Data to examine>

>>>

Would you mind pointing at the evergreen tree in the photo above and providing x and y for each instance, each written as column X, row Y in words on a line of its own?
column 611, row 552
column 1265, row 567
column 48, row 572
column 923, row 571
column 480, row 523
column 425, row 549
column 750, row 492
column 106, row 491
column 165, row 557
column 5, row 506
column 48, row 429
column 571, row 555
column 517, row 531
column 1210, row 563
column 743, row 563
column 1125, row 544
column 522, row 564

<<<

Your instructions>
Your answer must be the complete listing, repeated exactly.

Exercise output>
Would you mind pointing at the evergreen tree in the photo above and providing x and y for each instance, each written as column X, row Y in words on a line of its own?
column 611, row 552
column 1265, row 567
column 48, row 572
column 923, row 571
column 480, row 523
column 425, row 549
column 750, row 492
column 106, row 491
column 165, row 557
column 5, row 506
column 48, row 429
column 571, row 555
column 517, row 531
column 1210, row 563
column 743, row 563
column 1125, row 544
column 522, row 564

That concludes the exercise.